### Exercise aim
Retype the data exactly, so that every line matches the original.

[Items from a data source]

■ ■ ■ ■ ■ ■ ■

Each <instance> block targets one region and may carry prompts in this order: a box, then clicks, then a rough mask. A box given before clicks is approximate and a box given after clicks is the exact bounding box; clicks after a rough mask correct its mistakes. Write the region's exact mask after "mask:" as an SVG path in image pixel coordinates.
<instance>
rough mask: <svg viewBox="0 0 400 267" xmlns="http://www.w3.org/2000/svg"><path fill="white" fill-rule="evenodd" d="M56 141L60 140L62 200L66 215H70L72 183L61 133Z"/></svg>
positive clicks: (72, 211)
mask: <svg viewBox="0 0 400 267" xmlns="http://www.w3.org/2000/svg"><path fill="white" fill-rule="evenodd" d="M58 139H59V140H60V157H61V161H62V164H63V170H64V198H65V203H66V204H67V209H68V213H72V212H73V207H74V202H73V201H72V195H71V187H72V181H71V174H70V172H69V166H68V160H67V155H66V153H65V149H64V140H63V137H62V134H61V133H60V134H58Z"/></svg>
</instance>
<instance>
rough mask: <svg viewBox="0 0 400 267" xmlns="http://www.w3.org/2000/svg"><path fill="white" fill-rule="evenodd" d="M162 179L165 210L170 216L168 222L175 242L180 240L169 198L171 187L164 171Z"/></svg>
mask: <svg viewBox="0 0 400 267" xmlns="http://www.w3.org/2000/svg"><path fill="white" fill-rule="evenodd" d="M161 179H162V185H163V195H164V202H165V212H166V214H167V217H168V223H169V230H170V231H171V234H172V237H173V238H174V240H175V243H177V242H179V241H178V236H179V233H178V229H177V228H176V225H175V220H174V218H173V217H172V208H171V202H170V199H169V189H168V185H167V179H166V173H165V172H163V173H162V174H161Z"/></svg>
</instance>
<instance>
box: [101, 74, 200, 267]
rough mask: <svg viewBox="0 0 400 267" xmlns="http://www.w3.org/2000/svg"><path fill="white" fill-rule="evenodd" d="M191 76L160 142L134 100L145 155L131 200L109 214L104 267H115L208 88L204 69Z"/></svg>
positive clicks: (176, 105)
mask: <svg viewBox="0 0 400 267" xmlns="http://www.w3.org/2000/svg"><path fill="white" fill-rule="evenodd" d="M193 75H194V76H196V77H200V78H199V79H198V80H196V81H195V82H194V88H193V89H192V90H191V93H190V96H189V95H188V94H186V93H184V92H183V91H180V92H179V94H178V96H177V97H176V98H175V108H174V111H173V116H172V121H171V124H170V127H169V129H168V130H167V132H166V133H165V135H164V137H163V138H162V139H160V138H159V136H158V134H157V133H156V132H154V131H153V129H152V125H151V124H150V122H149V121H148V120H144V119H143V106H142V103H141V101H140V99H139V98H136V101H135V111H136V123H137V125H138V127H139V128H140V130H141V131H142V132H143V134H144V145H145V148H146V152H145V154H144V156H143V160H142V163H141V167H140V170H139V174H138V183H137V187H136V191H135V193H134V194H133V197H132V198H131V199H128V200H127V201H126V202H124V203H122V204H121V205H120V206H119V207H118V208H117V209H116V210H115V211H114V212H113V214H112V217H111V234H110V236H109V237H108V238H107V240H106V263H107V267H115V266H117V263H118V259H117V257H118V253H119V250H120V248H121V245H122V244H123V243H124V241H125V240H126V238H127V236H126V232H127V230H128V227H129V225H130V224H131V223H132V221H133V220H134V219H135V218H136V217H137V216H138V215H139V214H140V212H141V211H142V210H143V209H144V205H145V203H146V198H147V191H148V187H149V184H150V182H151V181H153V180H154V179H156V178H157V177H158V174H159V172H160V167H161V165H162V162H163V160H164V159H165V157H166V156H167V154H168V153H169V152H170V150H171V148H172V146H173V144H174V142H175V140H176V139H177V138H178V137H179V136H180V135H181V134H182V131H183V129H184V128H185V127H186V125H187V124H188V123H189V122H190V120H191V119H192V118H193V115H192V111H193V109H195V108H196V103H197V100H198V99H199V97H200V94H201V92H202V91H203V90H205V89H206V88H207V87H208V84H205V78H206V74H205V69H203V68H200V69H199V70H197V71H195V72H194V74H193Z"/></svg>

■ ■ ■ ■ ■ ■ ■

### Exercise answer
Each <instance> block targets one region and may carry prompts in this order: a box, then clicks, then a rough mask. A box given before clicks is approximate and a box given after clicks is the exact bounding box; clicks after a rough mask correct its mistakes. Write the region's exact mask after "mask:" as an SVG path in image pixel coordinates.
<instance>
rough mask: <svg viewBox="0 0 400 267" xmlns="http://www.w3.org/2000/svg"><path fill="white" fill-rule="evenodd" d="M56 141L60 140L62 200L66 215H70L72 183L61 133Z"/></svg>
positive clicks: (72, 211)
mask: <svg viewBox="0 0 400 267" xmlns="http://www.w3.org/2000/svg"><path fill="white" fill-rule="evenodd" d="M58 139H59V140H60V157H61V161H62V164H63V170H64V198H65V203H66V204H67V209H68V213H72V212H73V207H74V202H73V201H72V195H71V187H72V181H71V174H70V172H69V166H68V160H67V155H66V153H65V149H64V140H63V137H62V134H61V133H60V134H58Z"/></svg>
</instance>
<instance>
rough mask: <svg viewBox="0 0 400 267" xmlns="http://www.w3.org/2000/svg"><path fill="white" fill-rule="evenodd" d="M162 179L165 210L170 216L168 222L175 242L180 240L169 198L171 187L164 171Z"/></svg>
mask: <svg viewBox="0 0 400 267" xmlns="http://www.w3.org/2000/svg"><path fill="white" fill-rule="evenodd" d="M161 179H162V185H163V195H164V202H165V212H166V214H167V217H168V223H169V230H170V231H171V234H172V237H173V238H174V240H175V243H177V242H179V241H178V236H179V233H178V229H177V228H176V225H175V220H174V218H173V217H172V208H171V202H170V199H169V189H168V185H167V179H166V173H165V172H163V173H162V174H161Z"/></svg>
</instance>
<instance>
box: [101, 74, 200, 267]
rough mask: <svg viewBox="0 0 400 267" xmlns="http://www.w3.org/2000/svg"><path fill="white" fill-rule="evenodd" d="M191 76L160 142L134 100L145 155L131 200L109 214L104 267H115L208 88L204 69Z"/></svg>
positive clicks: (176, 105)
mask: <svg viewBox="0 0 400 267" xmlns="http://www.w3.org/2000/svg"><path fill="white" fill-rule="evenodd" d="M193 75H194V76H196V77H200V78H199V79H198V80H196V81H195V82H194V88H193V89H192V90H191V93H190V96H189V95H188V94H186V93H184V92H183V91H180V92H179V94H178V96H177V97H176V98H175V108H174V111H173V116H172V121H171V124H170V127H169V129H168V130H167V132H166V133H165V135H164V137H163V138H162V139H160V138H159V136H158V134H157V133H156V132H154V131H153V129H152V125H151V124H150V122H149V121H148V120H144V119H143V106H142V103H141V101H140V99H139V98H136V101H135V111H136V123H137V125H138V127H139V128H140V130H141V131H142V132H143V134H144V145H145V148H146V152H145V154H144V156H143V160H142V163H141V167H140V170H139V174H138V183H137V187H136V191H135V193H134V194H133V197H132V198H131V199H128V200H127V201H126V202H124V203H122V204H121V205H120V206H119V207H118V208H117V209H116V210H115V211H114V212H113V214H112V217H111V234H110V236H109V237H108V238H107V240H106V263H107V267H115V266H117V263H118V259H117V257H118V253H119V250H120V248H121V245H122V244H123V243H124V241H125V240H126V238H127V236H126V232H127V230H128V227H129V225H130V224H131V223H132V221H133V220H134V219H135V218H136V217H137V216H138V215H139V214H140V212H141V211H142V210H143V209H144V205H145V203H146V198H147V191H148V187H149V184H150V182H151V181H153V180H154V179H156V178H157V177H158V174H159V172H160V167H161V165H162V162H163V160H164V159H165V157H166V156H167V154H168V153H169V152H170V150H171V148H172V146H173V144H174V142H175V140H176V139H177V138H178V137H179V136H180V135H181V134H182V131H183V129H184V128H185V127H186V125H187V124H188V123H189V122H190V120H191V119H192V118H193V115H192V111H193V109H195V108H196V103H197V100H198V99H199V97H200V94H201V92H202V91H203V90H205V89H206V88H207V87H208V84H205V78H206V74H205V69H203V68H200V69H199V70H197V71H195V72H194V74H193Z"/></svg>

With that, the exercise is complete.